- Task item A -
According to the depleted uranium article, what is depleted uranium a by-product of?
- Task item B -
Write the next part of the depleted uranium article, picking up after its last sentence.

- Document extract -

Wartime Occupational Hazards: Depleted Uranium

Nearly every kind of occupation or career carry with them an extent of danger, but none more so than what professionals in the military faces on a regular basis. In fact, aside from the obvious perils of wartime, toxic exposure (not necessarily from biological weapons) is also a constant threat that many veterans – with the help of their disability lawyers – put on their claims for government benefits. One of the most notorious of these toxic chemicals is depleted uranium.

What it is

Depleted uranium (DU) is a by-product left over after uranium is enriched to create material for tanks, subs, bullets, and body armor. Despite what the name might imply, DU is an extremely radioactive and toxic material.

Method of Exposure

Many scientists believe that the main problem with DU is when soldiers inhale nano-sized particles of uranium oxide. Even in this aerosol state, the metal remains insoluble in water, and when it gets inside the respiratory system, it could accumulate inside the lungs and eventually reach the bloodstream.

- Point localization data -
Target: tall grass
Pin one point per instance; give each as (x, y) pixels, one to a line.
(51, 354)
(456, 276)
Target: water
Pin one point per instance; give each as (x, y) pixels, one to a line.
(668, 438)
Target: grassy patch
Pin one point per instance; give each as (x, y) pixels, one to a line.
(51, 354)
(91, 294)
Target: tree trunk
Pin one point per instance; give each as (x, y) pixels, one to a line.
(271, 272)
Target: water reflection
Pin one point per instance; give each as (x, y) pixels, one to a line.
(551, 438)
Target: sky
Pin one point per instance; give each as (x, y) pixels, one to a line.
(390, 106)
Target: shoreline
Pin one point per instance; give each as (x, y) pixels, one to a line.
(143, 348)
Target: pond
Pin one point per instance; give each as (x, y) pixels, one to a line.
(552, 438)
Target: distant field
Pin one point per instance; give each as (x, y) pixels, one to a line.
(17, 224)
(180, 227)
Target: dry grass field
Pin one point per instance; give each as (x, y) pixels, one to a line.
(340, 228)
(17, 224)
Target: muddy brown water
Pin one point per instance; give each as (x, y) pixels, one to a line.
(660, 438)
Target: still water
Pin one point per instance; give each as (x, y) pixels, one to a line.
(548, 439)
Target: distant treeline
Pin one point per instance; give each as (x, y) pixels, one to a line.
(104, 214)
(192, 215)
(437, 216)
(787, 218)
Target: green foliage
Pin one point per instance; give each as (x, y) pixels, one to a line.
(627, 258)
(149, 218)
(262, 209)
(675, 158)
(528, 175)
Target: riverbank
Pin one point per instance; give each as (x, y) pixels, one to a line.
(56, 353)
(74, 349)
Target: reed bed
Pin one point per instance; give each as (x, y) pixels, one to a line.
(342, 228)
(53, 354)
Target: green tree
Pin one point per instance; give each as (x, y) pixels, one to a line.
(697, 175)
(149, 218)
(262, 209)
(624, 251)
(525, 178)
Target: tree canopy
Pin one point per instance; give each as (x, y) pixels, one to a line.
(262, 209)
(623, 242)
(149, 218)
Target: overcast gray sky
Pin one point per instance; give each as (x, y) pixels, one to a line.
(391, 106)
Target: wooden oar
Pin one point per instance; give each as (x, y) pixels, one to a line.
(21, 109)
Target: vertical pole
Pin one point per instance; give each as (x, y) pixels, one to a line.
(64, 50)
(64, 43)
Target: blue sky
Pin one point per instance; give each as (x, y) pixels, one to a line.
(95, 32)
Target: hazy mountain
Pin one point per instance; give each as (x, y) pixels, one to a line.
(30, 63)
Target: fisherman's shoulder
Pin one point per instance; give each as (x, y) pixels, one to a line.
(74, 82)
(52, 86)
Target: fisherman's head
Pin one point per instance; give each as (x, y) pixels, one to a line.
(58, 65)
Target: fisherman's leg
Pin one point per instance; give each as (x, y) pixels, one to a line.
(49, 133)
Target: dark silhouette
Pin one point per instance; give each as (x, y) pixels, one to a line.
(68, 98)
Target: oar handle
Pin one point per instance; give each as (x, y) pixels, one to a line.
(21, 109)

- Written answer A -
It is left over after uranium is enriched to create material for tanks, subs, bullets, and body armor.

- Written answer B -
Genetic Effects

According to a study conducted in 2007 by researchers in the University of Maine, exposure to DU is so dangerous that it could lead not only to lung problems, but also poses a threat to the sufferer’s genetic material (risk of mutation). It is also believed to be the cause of the sheer number of reports of soldiers coming out of the Iraq and Afghanistan conflicts suffering from mysterious conditions, malignant tumors, and even digestive and metabolic disorders.